■ Textauszug
^^^^

Wenn Pflegende sich nicht mehr die Zeit nehmen können, um einen Patienten zum Essen zu motivieren, ist Gutes tun, weit weg. Es ist in Gefahr, wenn Pflegende nicht mehr die Kraft haben, sich für einen schmerzgeplagten Patienten einzusetzen, damit dieser eine angemessene Analgesie erhält.

 

So banal das Prinzip nicht schaden wollen daher kommt, so vielschichtig und gefährdet ist es. Es ist gefährdet, wenn Pflegende keine Chance mehr haben, Patientenrufe innert nützlicher Frist zu beantworten. Ein Ruf, heisst immer, jemand braucht etwas, etwas, das für sein Wohlbefinden wichtig ist. Manchmal ist sogar Leib und Leben davon abhängig, dass jetzt dieser Ruf beantwortet wird. Dem Ruf ist jedoch nicht anzusehen, wo welche Not herrscht.

Das Beispiel des Patienten in seinen Exkrementen, habe ich schon häufig benutzt. Dabei geht es nicht ausschliesslich um das Prinzip nicht schaden wollen, aber es ist bei diesem Beispiel von zentraler Bedeutung. Wie erniedrigend und würdelos es für einen Menschen sein muss, in seinen eigenen Körperflüssigkeiten zu liegen, brauche ich nicht zu erklären. Auch das richtet Schaden an. Ein weiterer Aspekt ist aber auch die Haut, die durch diese Körperflüssigkeiten aufgeweicht und beschädigt wird. Nicht schaden wollen heisst, demente Menschen nicht mit körperlicher Gewalt zur Körperpflege zu zwingen, sondern den richtigen Moment abzuwarten, oder sogar zu schaffen. Dies gelingt jedoch nur, wenn zeitliche und personelle Ressourcen vorhanden sind.

 

Gerechtigkeit. Wenn ich dieses Wort lese, kommt mir unweigerlich die französische Revolution in den Sinn. Aber darum geht es hier ja nicht. Obwohl, eine Revolution für die Gerechtigkeit, wäre im Gesundheitswesen durchaus angebracht.

Ich frage mich nämlich schon, wo diese Gerechtigkeit ist. Wo ist sie, wenn Einrichtungen um Geld zu sparen, Schutzhandschuhe und Inkontinenzeinlagen rationieren? Solche Zustände gibt es, in Deutschland sind sie öffentlich gemacht worden, aber ich bin überzeugt, dass es solche Dinge auch in der Schweiz gibt. Ich vermisse die Gerechtigkeit, wenn die Versicherung bestimmt, wer in einem Einzel – oder Mehrbettzimmer liegt und nicht der Gesundheitszustand. Ich weiss, wieviel Überzeugungsarbeit Bettendisponenten leisten müssen, wenn ein Patient aufgrund seines Zustandes in ein Einzelzimmer verlegt werden muss.

^^^^

■ Gegebenes Material
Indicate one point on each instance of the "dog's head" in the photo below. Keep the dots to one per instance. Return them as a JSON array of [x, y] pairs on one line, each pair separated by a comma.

^^^^

■ Aufgabe
Schreibe den Textauszug zur Pflegeethik von „Gerechtigkeit. Wenn ich“ bis „Gesundheitswesen durchaus angebracht.“ wortgetreu ab.

■ Lösung
Gerechtigkeit. Wenn ich dieses Wort lese, kommt mir unweigerlich die französische Revolution in den Sinn. Aber darum geht es hier ja nicht. Obwohl, eine Revolution für die Gerechtigkeit, wäre im Gesundheitswesen durchaus angebracht.